Excerpted records =
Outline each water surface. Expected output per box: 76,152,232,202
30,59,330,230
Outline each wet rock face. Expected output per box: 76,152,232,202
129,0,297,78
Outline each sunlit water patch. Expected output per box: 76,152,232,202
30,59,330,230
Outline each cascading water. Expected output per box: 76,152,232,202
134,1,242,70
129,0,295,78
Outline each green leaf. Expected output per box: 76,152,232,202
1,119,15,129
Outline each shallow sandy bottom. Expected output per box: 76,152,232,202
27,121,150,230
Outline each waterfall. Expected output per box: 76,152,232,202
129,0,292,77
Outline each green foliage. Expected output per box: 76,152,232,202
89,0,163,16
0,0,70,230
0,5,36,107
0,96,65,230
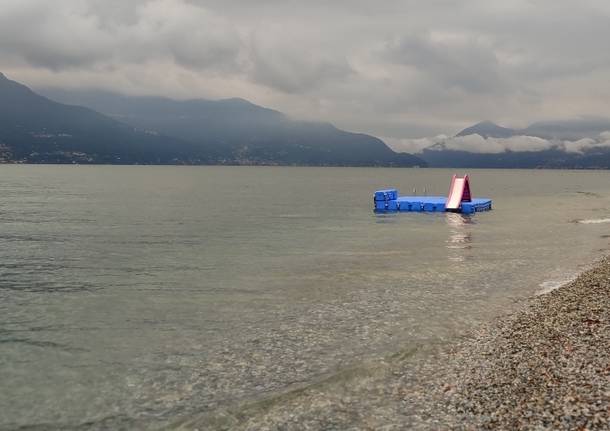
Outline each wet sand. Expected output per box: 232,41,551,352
171,258,610,430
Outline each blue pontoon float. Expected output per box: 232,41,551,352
373,175,491,214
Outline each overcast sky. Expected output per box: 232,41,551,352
0,0,610,138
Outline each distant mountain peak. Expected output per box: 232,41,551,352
456,120,515,138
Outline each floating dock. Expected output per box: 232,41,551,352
373,175,491,214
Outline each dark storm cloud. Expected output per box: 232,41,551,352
0,0,610,138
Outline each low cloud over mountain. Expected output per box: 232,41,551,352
385,119,610,154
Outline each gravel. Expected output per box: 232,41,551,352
171,258,610,430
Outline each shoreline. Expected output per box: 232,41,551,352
176,257,610,430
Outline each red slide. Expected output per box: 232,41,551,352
445,175,471,210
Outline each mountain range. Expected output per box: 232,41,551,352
0,74,425,166
456,117,610,141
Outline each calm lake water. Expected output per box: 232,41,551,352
0,165,610,429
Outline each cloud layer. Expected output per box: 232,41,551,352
386,131,610,154
0,0,610,138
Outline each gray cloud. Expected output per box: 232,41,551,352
0,0,610,140
386,131,610,154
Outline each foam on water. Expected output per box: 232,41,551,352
0,166,610,429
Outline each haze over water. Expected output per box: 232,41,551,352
0,166,610,429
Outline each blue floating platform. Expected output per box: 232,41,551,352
374,191,492,214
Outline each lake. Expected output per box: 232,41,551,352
0,165,610,429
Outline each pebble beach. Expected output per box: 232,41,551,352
177,258,610,430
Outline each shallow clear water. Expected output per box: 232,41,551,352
0,166,610,428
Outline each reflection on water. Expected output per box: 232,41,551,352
0,166,610,429
446,213,475,262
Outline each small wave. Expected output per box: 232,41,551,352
536,274,579,295
575,218,610,224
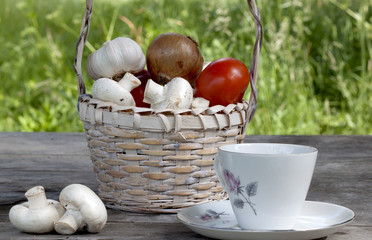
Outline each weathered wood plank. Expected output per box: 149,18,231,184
0,132,372,240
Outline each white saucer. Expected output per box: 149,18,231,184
177,200,354,240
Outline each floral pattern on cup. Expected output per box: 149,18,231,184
200,209,229,221
223,169,258,216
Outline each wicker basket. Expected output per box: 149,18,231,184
74,0,262,213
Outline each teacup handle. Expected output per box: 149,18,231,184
213,153,227,190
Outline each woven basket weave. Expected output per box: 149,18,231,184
74,0,262,213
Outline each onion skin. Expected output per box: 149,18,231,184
146,33,204,86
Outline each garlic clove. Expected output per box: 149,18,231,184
87,37,146,80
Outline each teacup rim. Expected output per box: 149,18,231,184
218,143,318,156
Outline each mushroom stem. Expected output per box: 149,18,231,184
25,186,48,209
54,209,84,234
118,72,141,92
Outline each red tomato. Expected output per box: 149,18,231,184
195,58,250,106
130,70,151,108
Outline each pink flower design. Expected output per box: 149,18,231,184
223,169,240,194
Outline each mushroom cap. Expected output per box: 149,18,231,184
92,78,136,106
59,184,107,233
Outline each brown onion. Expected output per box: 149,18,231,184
146,33,204,86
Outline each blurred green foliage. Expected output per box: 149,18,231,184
0,0,372,134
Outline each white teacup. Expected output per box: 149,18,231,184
214,143,318,230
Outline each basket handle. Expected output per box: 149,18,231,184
74,0,263,118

What you have to do = Reproduce all of the material above word for word, but leave the pictures out.

Written solution =
Outline each water surface. Expected output per box: 76,152,232,202
30,59,330,230
Outline each wet rock face. Expected output per box: 76,152,232,202
129,0,297,78
Outline each sunlit water patch. Expected output per box: 76,152,232,202
30,59,330,230
Outline each cascading water. Expected output per box: 76,152,232,202
134,1,242,70
129,0,295,78
Outline each green leaf. Expected output per box: 76,152,232,202
1,119,15,129
Outline each shallow sandy bottom. Expected output per box: 76,152,232,202
27,121,150,230
Outline each waterfall. Expected output per box: 76,152,232,202
129,0,292,77
Outline each green foliage. Expected output per box: 76,152,232,202
89,0,163,16
0,0,70,230
0,5,36,107
0,96,65,230
Outline each wet sand. Expected output per box: 232,41,551,352
171,258,610,430
Outline each blue pontoon float. Expected output per box: 232,41,551,352
373,175,491,214
Outline each overcast sky. Expected output per box: 232,41,551,352
0,0,610,138
Outline each distant mountain peak. Expected output per box: 232,41,551,352
456,120,515,138
Outline each floating dock. Expected output per box: 232,41,551,352
373,175,491,214
Outline each dark storm cloud. Expected output per box: 232,41,551,352
0,0,610,138
Outline each low cloud over mountain. Expected output per box: 232,41,551,352
385,119,610,154
Outline each gravel. Expected output per box: 232,41,551,352
171,258,610,430
Outline each shoreline. Expected output per box: 232,41,551,352
176,257,610,430
Outline each red slide. Expected output per box: 232,41,551,352
445,175,471,210
Outline each mountain range. Expected output per box: 232,41,551,352
0,74,425,166
456,117,610,141
Outline each calm lake water. Expected output per box: 232,41,551,352
0,165,610,429
Outline each cloud layer. Expected output per box: 232,41,551,352
386,131,610,154
0,0,610,138
Outline each gray cloud. Expected output per box: 232,41,551,352
0,0,610,140
386,131,610,154
Outline each foam on water. Expected output per box: 232,41,551,352
0,166,610,429
Outline each haze over water. Expected output per box: 232,41,551,352
0,166,610,429
Outline each blue floating platform. Expected output per box: 232,41,551,352
374,191,492,214
Outline each lake. Expected output per box: 232,41,551,352
0,165,610,429
Outline each pebble beach. Expected output per box: 232,41,551,352
177,258,610,430
Outline each shallow clear water. Expected output per box: 232,41,551,352
0,166,610,428
Outline each reflection on water. Expected output per box: 232,41,551,352
0,166,610,429
446,213,475,262
Outline each small wave. Expected output per box: 232,41,551,352
536,274,579,295
575,218,610,224
Outline each weathered wood plank. Expected output per box: 149,18,231,184
0,132,372,240
Outline each white saucer. Expected output per box: 149,18,231,184
177,200,354,240
Outline each floral pattern on cup. Expected output per box: 149,18,231,184
200,209,229,221
223,169,258,216
Outline each wicker basket. Expected output per box: 149,18,231,184
74,0,262,213
Outline each teacup handle. Expected output per box: 149,18,231,184
213,153,227,190
Outline each woven basket weave. Expected output per box: 149,18,231,184
74,0,262,213
Outline each onion skin. Expected output per box: 149,18,231,184
146,33,204,86
Outline each garlic clove. Expected output per box: 149,18,231,184
87,37,146,80
Outline each teacup rim. Expected output per box: 149,18,231,184
218,143,318,156
Outline each mushroom stem. Expected output per box: 149,18,231,184
25,186,48,209
54,209,84,234
118,72,141,92
Outline each red tomato. Expected output per box: 149,18,231,184
195,58,250,106
130,70,151,108
Outline each pink flower design. Expected output per box: 149,18,231,184
223,169,240,194
Outline each mushroom cap. Expected output per box: 149,18,231,184
92,78,136,106
59,184,107,233
Outline each brown onion. Expected output per box: 149,18,231,184
146,33,204,86
Outline each blurred green foliage. Expected output per box: 149,18,231,184
0,0,372,134
Outline each white teacup. Expected output per box: 149,18,231,184
214,143,318,230
Outline each basket handle. Expected output per box: 149,18,231,184
74,0,263,118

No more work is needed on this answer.